There will now be a bunch of differentiated points on the map from the entire data set, regardless of year. To change this we need TimeManager. There should be a menu below the map itself after you installed TimeManager. If there isn't, go to Plugins -> TimeManager -> Toggle Visibility. The screen should look like this, more or less:

TimeManager is very easy to use. Click settings->Add Layer. In the menu that appears, select timegulag. The plugin will figure out when the data start and end--pretty neat. We need to tell it how often to refresh the data, because TimeManager defaults to minutes. Instead, click the dropdown menu and select months. If you felt like my map was too slow and want to pick up the pace, you can change the interval to three or six months. You could even go by year. When all is done, TimeManager will set the date to January 1924, giving us one point for Solovetskii and kind of an ugly timestamp in the southeast corner.

----

● **Written request**: In the TimeManager walkthrough, which time unit does the plugin use by default for refreshing the data?

● **Information shown**:
----

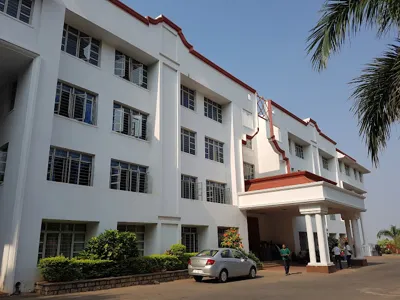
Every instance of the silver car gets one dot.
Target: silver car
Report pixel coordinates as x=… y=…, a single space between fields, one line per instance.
x=221 y=264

----

● **Written answer**: Minutes.